- _INSTRUÇÕES_:
**A.** Reúna todas as linhas dos registros que contêm a palavra "line". Maiúsculas e minúsculas contam.
**B.** Dê sequência ao texto sobre a fé cristã nas redes sociais, começando logo depois da última frase.

- _TEXTO FORNECIDO_:
──────────────────────────────
Trazendo essas afirmações para a realidade da fé, podemos constatar que: Se nos habituamos a ler diariamente a Palavra de Deus, vamos nos transformando naquilo que lemos, no Verbo de Deus. Quanto mais comemos do Pão da Palavra e do Pão Eucarístico participando da missa, vamos nos transformando naquilo que nos alimenta, Jesus. Na medida que vamos contemplando Jesus seja na adoração eucarística, seja na vida dos pobres e necessitados, vamos nos transfigurando à imagem de Cristo. “A boca fala do que o coração está cheio” (Mt 12,34). Se falamos de Deus é sinal de que ele habita em nós, significa que tivemos uma experiência profunda como a da Samaritana que não se conteve e teve que testemunhar o seu encontro com Jesus. Da mesma forma as redes sociais vão tecendo e expondo quem nós somos, o que gostamos, as ideias que compartilhamos, a quem seguimos e com quem nos relacionamos.
Ser cristão é ser um novo Cristo. Aproveitemos o tempo oportuno da Ressurreição do Senhor para nos perguntar: Será que hoje eu, você, poderíamos afirmar como São Paulo – “Já não sou eu que vivo, mas é Cristo que vive em mim. Minha vida presente na carne, vivo-a pela fé no Filho de Deus, que me amou e se entregou a si mesmo por mim” (Gal 2,20)? Mas, de fato, o que estamos vendo, lendo, falando e comunicando aos outros? Será que somos sinais da presença viva de Jesus hoje no mundo? A partir dessa reflexão, podemos constatar que Deus pode habitar o ciberespaço através de nós. Quando Cristo vive em mim e eu estou presente na rede, o Verbo se faz bit (parafraseando o título do livro de Moisés Sbardelotto) e habita entre os “nós” da rede que são as pessoas que dela participam.
──────────────────────────────
Entradas de um conjunto de dados
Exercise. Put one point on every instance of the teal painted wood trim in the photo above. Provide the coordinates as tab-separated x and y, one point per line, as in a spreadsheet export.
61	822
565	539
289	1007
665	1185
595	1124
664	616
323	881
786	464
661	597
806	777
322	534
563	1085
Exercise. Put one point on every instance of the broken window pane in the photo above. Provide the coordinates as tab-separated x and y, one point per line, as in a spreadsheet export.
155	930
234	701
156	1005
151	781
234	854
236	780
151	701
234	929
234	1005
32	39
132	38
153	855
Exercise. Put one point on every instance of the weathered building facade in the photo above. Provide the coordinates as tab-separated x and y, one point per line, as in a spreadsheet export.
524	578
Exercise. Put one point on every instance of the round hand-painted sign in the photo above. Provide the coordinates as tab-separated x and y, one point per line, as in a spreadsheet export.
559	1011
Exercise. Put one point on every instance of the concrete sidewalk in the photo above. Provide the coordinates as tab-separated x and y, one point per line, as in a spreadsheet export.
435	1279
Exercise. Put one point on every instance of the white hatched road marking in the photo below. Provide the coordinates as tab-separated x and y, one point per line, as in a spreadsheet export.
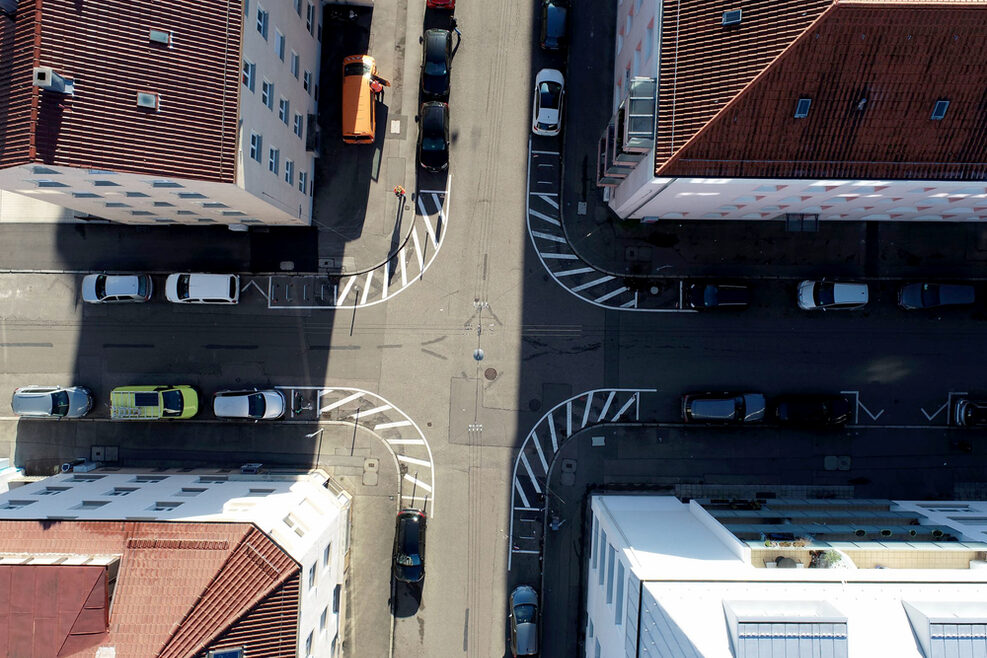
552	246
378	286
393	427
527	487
──────────────────────────────
- _RESULTADOS ESPERADOS_:
**A.**
Exercise. Put one point on every instance of the teal painted wood trim in the photo above. Provide the coordinates as tab-separated x and y, one point per line, as in a spreadsheet export.
Exercise. Put one point on every instance of the broken window pane in the photo above. Provide the coordinates as tab-separated x and y, one point per line, as in a spreadsheet export.
Exercise. Put one point on every instance of the weathered building facade in the photo above. Provide the coordinates as tab-separated x and y, one point per line, as in a spreadsheet export.
Exercise. Put one point on every instance of the round hand-painted sign in the photo above. Provide the coordinates as tab-separated x and y, one point per line, as in a spreadsheet export.
Exercise. Put one point on every instance of the concrete sidewalk in the photo above. Provide the coordinates as tab-separated x and y, one point per line, as in a spreadsheet export.
Exercise. Put one point on every instance of the white hatched road marking in the photo below. Provide the coordinates as tab-separated x and y, one point per line, as in a spreadsheet export.

**B.**
Se o meu perfil deve transparecer o rosto de Cristo, então, o que postar nas redes sociais? No livro “Conectados para o Encontro”, simples e acessível, fruto da experiência da fé e da rede, Vinicius Farias fala em 10 passos para evangelizar nas redes sociais, mas vou destacar apenas aquilo que é essencial.
O primeiro passo e o mais importante é buscar a fonte das boas postagens. Em qualquer ação evangelizadora, frente de missão, atividade e decisão na nossa vida é preciso ser sustentada por uma intimidade com Deus através da meditação da Palavra e oração. Essa é a fonte da autenticidade de uma vida em Cristo, fonte do sucesso de uma postagem, pois, para causar efeito é necessário ser você mesmo. Como diz Bento XVI: “as pessoas que nelas [nas redes] participam devem esforçar-se por serem autênticas, porque nestes espaços não se partilham apenas ideias e informações, mas em última instância a pessoa comunica-se a si mesma” (Mensagem para o 47º Dia Mundial das Comunicações Sociais, 2013).
Tendo essa base sólida da experiência de Deus, vamos aproveitar algumas dicas do marketing digital para constituirmos um comportamento adequado no ciberespaço, isso serve tanto para evangelizadores quanto para catequistas. Aliás, todo o catequista deve imbuir-se da missão de ser um evangelizador digital!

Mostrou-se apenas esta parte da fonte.